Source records
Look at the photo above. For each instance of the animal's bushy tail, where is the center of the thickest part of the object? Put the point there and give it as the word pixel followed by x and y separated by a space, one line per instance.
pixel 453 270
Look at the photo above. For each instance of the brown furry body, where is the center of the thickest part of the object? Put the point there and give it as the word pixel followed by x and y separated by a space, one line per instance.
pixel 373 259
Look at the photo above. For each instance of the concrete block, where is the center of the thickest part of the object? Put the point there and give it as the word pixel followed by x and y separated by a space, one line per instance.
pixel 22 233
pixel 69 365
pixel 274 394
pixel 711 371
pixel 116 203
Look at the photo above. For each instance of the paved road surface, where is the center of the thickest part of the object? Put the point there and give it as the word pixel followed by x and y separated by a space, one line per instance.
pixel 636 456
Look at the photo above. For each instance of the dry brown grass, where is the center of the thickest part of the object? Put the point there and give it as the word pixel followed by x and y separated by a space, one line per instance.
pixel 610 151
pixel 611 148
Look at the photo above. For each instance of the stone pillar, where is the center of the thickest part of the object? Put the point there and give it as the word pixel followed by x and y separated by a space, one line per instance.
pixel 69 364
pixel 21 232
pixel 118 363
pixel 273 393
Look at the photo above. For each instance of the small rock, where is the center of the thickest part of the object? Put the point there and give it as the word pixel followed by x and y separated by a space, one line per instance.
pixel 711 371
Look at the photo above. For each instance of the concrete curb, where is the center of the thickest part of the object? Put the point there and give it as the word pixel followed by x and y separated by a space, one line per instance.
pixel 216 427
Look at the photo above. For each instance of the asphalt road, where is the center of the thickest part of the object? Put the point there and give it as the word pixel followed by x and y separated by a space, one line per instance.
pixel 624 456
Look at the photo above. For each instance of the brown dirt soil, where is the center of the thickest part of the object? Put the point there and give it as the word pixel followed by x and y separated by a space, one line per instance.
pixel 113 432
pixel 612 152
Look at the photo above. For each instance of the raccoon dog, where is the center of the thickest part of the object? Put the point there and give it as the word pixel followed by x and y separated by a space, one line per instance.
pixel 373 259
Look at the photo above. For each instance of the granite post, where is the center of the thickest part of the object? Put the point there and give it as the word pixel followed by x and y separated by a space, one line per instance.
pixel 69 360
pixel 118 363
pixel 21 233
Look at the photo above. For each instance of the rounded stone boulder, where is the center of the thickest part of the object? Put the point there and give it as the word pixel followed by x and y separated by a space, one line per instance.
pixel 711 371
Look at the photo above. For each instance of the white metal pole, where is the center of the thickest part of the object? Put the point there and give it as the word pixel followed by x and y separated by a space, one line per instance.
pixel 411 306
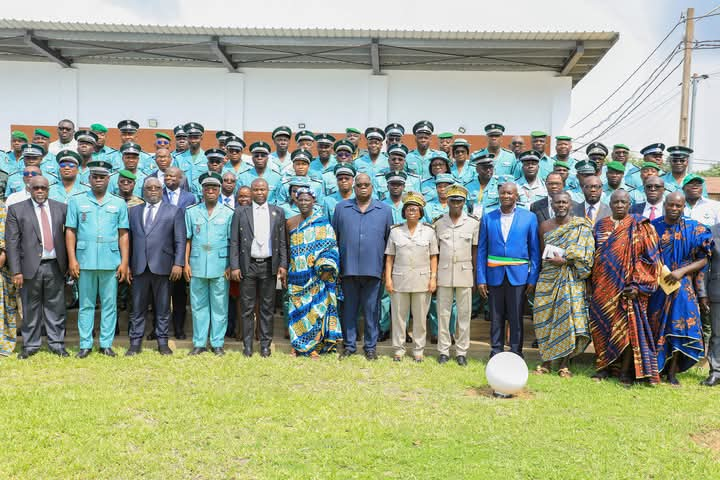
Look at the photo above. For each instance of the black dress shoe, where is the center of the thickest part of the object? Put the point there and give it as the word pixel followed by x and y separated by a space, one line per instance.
pixel 133 350
pixel 25 354
pixel 164 350
pixel 83 352
pixel 60 352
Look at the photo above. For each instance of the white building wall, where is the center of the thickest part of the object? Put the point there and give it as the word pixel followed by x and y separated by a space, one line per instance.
pixel 261 99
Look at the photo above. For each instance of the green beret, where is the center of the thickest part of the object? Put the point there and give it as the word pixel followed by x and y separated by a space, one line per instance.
pixel 127 174
pixel 650 165
pixel 617 166
pixel 691 177
pixel 42 133
pixel 20 135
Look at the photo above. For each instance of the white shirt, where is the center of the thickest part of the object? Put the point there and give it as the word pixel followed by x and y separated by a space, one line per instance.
pixel 705 211
pixel 36 206
pixel 17 197
pixel 56 146
pixel 260 247
pixel 658 210
pixel 506 222
pixel 156 207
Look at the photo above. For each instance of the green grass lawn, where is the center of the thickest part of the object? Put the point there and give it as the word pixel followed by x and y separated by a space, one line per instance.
pixel 232 417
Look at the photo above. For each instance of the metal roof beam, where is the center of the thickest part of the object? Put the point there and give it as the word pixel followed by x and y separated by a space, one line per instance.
pixel 222 55
pixel 375 56
pixel 41 47
pixel 575 57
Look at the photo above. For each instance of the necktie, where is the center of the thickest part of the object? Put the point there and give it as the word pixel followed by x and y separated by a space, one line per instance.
pixel 149 217
pixel 48 244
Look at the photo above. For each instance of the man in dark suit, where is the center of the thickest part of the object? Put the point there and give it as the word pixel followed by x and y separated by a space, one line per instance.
pixel 592 207
pixel 35 240
pixel 157 235
pixel 174 194
pixel 554 183
pixel 258 258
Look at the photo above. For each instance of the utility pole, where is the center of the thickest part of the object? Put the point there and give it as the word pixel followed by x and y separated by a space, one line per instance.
pixel 687 61
pixel 695 79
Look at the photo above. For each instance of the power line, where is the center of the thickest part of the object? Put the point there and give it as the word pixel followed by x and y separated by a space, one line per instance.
pixel 631 75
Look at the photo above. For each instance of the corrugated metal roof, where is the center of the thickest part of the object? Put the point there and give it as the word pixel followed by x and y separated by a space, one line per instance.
pixel 568 53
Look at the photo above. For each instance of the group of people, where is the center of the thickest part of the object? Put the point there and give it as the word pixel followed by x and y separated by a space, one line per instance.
pixel 602 251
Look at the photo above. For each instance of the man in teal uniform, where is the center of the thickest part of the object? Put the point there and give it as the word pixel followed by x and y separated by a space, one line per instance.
pixel 130 157
pixel 100 150
pixel 483 190
pixel 505 162
pixel 98 244
pixel 530 186
pixel 262 168
pixel 439 164
pixel 31 157
pixel 301 165
pixel 461 168
pixel 396 163
pixel 374 160
pixel 207 265
pixel 69 183
pixel 344 176
pixel 128 134
pixel 280 158
pixel 418 160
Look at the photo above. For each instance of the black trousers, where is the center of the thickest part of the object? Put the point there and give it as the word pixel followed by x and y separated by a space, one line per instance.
pixel 506 303
pixel 148 287
pixel 258 283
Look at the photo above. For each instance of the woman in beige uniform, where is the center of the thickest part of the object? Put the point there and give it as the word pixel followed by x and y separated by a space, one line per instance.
pixel 411 274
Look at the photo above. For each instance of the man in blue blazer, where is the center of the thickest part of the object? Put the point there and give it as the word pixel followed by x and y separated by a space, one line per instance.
pixel 157 235
pixel 174 194
pixel 508 265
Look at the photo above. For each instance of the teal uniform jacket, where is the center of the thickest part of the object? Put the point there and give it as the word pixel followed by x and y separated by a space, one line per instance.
pixel 273 178
pixel 365 165
pixel 210 239
pixel 96 226
pixel 59 194
pixel 420 164
pixel 282 194
pixel 412 183
pixel 396 209
pixel 332 200
pixel 137 190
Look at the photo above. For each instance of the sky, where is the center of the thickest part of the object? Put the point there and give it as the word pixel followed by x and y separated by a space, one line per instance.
pixel 642 24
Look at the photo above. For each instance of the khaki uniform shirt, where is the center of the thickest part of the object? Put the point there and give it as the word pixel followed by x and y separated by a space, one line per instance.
pixel 411 268
pixel 456 242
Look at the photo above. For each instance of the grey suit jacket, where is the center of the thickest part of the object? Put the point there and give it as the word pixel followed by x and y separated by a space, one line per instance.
pixel 242 234
pixel 713 288
pixel 23 237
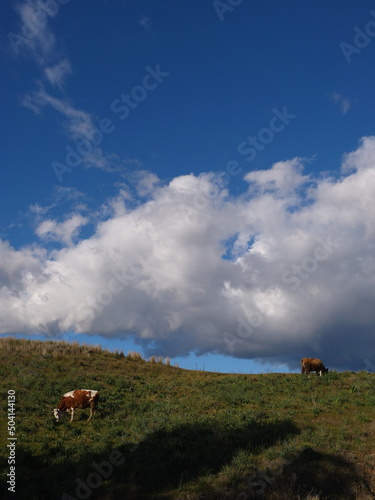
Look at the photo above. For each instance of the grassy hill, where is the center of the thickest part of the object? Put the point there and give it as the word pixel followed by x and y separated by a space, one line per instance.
pixel 166 433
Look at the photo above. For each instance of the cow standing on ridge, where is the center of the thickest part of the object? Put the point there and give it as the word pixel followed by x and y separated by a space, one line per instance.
pixel 83 398
pixel 313 365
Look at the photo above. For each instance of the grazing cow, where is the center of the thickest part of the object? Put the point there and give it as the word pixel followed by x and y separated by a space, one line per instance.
pixel 83 398
pixel 313 365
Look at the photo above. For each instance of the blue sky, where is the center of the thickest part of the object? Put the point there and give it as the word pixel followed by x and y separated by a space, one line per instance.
pixel 190 178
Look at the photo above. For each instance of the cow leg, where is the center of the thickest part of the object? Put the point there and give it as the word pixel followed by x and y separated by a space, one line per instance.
pixel 92 411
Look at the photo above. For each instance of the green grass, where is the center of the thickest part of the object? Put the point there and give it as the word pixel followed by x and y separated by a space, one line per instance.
pixel 183 434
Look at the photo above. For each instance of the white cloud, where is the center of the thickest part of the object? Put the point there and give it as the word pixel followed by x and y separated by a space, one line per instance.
pixel 40 41
pixel 64 232
pixel 300 281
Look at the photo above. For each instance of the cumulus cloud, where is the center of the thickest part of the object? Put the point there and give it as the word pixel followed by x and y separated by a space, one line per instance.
pixel 283 271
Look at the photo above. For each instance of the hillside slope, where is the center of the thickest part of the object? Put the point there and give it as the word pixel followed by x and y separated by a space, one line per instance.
pixel 166 433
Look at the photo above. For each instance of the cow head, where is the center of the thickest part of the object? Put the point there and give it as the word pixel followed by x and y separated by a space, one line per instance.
pixel 58 414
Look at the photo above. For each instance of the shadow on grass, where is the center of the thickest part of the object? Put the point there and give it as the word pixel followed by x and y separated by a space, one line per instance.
pixel 164 460
pixel 311 474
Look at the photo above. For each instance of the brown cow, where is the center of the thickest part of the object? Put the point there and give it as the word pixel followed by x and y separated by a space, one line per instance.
pixel 83 398
pixel 312 365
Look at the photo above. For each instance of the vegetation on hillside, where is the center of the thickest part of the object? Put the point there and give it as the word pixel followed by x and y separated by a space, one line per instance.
pixel 166 433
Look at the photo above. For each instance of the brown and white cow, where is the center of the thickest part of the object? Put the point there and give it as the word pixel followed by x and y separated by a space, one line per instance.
pixel 83 398
pixel 313 365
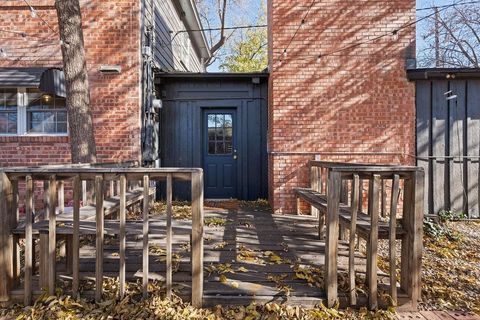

• _EXERCISE DETAILS_
Please copy the items from the line with "the brown and" through the end of the items, swapping "the thickest part" for "the widest part" and keeping everything else the same. Leave the pictures out of your copy.

• _EXPECTED ANSWER_
Look at the photo above. For each instance of the brown and white cow, where is the center of the widest part of the object? Put the point there and give it as the word pixel followed by x and y separated by a space, one line per instance.
pixel 83 398
pixel 313 365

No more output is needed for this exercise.